## Data entries
++++++++

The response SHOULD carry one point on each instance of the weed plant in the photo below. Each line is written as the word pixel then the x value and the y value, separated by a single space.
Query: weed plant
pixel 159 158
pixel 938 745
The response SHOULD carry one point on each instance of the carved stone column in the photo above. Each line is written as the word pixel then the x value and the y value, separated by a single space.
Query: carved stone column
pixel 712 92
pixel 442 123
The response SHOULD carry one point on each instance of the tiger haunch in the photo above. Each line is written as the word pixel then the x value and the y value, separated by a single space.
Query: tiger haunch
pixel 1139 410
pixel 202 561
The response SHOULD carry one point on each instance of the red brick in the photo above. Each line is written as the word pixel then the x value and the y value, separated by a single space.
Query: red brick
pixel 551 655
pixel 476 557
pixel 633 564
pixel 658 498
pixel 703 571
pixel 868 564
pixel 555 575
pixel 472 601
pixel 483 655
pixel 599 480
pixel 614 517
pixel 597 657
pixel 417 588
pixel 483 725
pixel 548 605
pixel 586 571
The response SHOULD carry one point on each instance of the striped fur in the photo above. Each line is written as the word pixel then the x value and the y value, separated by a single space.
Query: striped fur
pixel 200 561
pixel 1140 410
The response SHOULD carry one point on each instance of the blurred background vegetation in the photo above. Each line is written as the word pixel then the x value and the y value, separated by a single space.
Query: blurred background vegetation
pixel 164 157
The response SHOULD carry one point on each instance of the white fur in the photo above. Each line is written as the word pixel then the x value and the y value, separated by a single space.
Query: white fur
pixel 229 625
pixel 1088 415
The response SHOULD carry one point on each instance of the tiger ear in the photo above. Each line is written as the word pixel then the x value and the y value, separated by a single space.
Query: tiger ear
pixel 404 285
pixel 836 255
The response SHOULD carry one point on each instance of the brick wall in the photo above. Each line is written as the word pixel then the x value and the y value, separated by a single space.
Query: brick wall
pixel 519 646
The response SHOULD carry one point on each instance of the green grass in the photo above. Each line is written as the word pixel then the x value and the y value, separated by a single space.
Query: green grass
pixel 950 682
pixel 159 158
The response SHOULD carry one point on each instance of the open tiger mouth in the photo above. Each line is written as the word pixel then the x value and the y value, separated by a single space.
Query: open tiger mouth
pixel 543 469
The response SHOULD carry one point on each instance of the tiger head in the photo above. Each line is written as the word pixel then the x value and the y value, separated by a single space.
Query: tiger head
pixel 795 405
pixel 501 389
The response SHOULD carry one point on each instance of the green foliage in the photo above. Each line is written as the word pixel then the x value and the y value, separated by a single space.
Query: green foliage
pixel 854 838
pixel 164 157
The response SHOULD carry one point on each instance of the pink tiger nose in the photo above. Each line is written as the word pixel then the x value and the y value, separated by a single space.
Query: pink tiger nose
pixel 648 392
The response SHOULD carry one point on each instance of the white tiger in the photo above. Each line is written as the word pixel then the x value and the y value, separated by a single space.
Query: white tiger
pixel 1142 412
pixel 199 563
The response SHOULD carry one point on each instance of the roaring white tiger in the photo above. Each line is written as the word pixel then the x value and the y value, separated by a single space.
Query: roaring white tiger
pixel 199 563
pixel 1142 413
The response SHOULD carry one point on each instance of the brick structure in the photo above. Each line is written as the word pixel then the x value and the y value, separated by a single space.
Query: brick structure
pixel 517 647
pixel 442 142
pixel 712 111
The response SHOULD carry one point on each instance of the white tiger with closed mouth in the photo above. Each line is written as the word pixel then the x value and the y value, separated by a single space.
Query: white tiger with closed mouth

++++++++

## The task
Lay out every line of the records above as a Markdown table with two columns, Row and Line, putting the line's sequence number under Row and its text under Line. Leave out blank lines.

## Solution to this task
| Row | Line |
|---|---|
| 1 | The response SHOULD carry one point on each instance of the weed plant in the photo below. Each line is written as the word pixel then the x value and the y value, separated by a single space. |
| 2 | Query: weed plant |
| 3 | pixel 159 158 |
| 4 | pixel 938 745 |
| 5 | The response SHOULD carry one point on each instance of the carved stone column in the photo above. Each line is written as the word pixel then the x value and the y value, separated by a single space. |
| 6 | Query: carved stone column |
| 7 | pixel 712 92 |
| 8 | pixel 442 123 |
| 9 | The response SHOULD carry one point on each instance of the tiger haunch in the photo above. Each line is written as the word pixel then the x value and the y value, separated by a single space. |
| 10 | Query: tiger haunch |
| 11 | pixel 1139 410 |
| 12 | pixel 202 561 |
| 13 | The response SHOULD carry one point on each instance of the red brick in the photo above. Each line is written as the word pixel then the x value and the y value, separated by a single space. |
| 14 | Query: red brick |
| 15 | pixel 551 655 |
| 16 | pixel 476 557 |
| 17 | pixel 633 564 |
| 18 | pixel 658 498 |
| 19 | pixel 703 571 |
| 20 | pixel 868 564 |
| 21 | pixel 555 575 |
| 22 | pixel 472 601 |
| 23 | pixel 483 655 |
| 24 | pixel 599 480 |
| 25 | pixel 614 517 |
| 26 | pixel 597 657 |
| 27 | pixel 417 588 |
| 28 | pixel 483 725 |
| 29 | pixel 548 605 |
| 30 | pixel 586 571 |
| 31 | The response SHOULD carry one point on each instance of the striped fur in the photo above. Each line is written as the word pixel then the x value and the y value, separated by a single space. |
| 32 | Query: striped fur |
| 33 | pixel 200 561 |
| 34 | pixel 1140 410 |
| 35 | The response SHOULD carry one point on each instance of the blurred background vegetation in the photo above. Each line is written as the word pixel then the x value and the y value, separated by a single space. |
| 36 | Query: blurred background vegetation |
| 37 | pixel 164 157 |
| 38 | The response SHOULD carry one point on each instance of the white fur in the photo above. Each line is written as the word pixel then the x value and the y value, separated by a single space. |
| 39 | Query: white fur |
| 40 | pixel 229 625 |
| 41 | pixel 1088 415 |
| 42 | The response SHOULD carry one point on each instance of the tiger ear in the photo above. Each line is written as the word pixel then the x value and the y value, separated by a single space. |
| 43 | Query: tiger ear |
| 44 | pixel 404 285 |
| 45 | pixel 836 255 |
| 46 | The response SHOULD carry one point on each instance of the brick wall in the photo above. Each line is written as the word pixel then the x value and the y value, separated by a single space. |
| 47 | Query: brick wall |
| 48 | pixel 519 646 |
| 49 | The response SHOULD carry one point on each instance of the green grass in the photo above. Each line is written as the word pixel then the x value and the y value, separated by a single space. |
| 50 | Query: green grass |
| 51 | pixel 950 682 |
| 52 | pixel 159 158 |
| 53 | The response SHOULD carry one point on each instance of the open tiger mouth in the photo above. Each line is written as the word pixel then the x value and the y value, separated by a single space. |
| 54 | Query: open tiger mouth |
| 55 | pixel 543 469 |
| 56 | The response SHOULD carry one point on each instance of the tiger head in the photo above. Each line is written as the word pixel then the x value and the y value, separated by a single space. |
| 57 | Query: tiger head |
| 58 | pixel 795 405 |
| 59 | pixel 501 389 |
| 60 | The response SHOULD carry one point on each instance of the green foliage in the photo above. Each line is written as the word pixel then the x value and the y value, separated by a single space. |
| 61 | Query: green foliage |
| 62 | pixel 854 838 |
| 63 | pixel 164 157 |
| 64 | The response SHOULD carry one point on each instance of the pink tiger nose in the photo above. Each line is written as the word pixel then the x value and the y value, separated by a single space. |
| 65 | Query: pink tiger nose |
| 66 | pixel 648 392 |
| 67 | The response SHOULD carry one point on each instance of the white tiger in the photo above. Each line is written as the word pixel then the x value and the y value, separated by a single space. |
| 68 | Query: white tiger |
| 69 | pixel 1142 412 |
| 70 | pixel 199 563 |
| 71 | The response SHOULD carry one point on each instance of the roaring white tiger in the photo above. Each line is written as the word pixel then the x value and the y value, separated by a single space. |
| 72 | Query: roaring white tiger |
| 73 | pixel 199 563 |
| 74 | pixel 1142 413 |
| 75 | The response SHOULD carry one point on each instance of the brick structure in the photo above. Each line is written as the word pixel then the x value and the y value, separated by a single space. |
| 76 | Query: brick structure |
| 77 | pixel 517 647 |
| 78 | pixel 442 142 |
| 79 | pixel 712 111 |
| 80 | The response SHOULD carry one point on each instance of the white tiger with closed mouth in the photo above. Each line is written as the word pixel then the x value and the y value, separated by a single space. |
| 81 | Query: white tiger with closed mouth |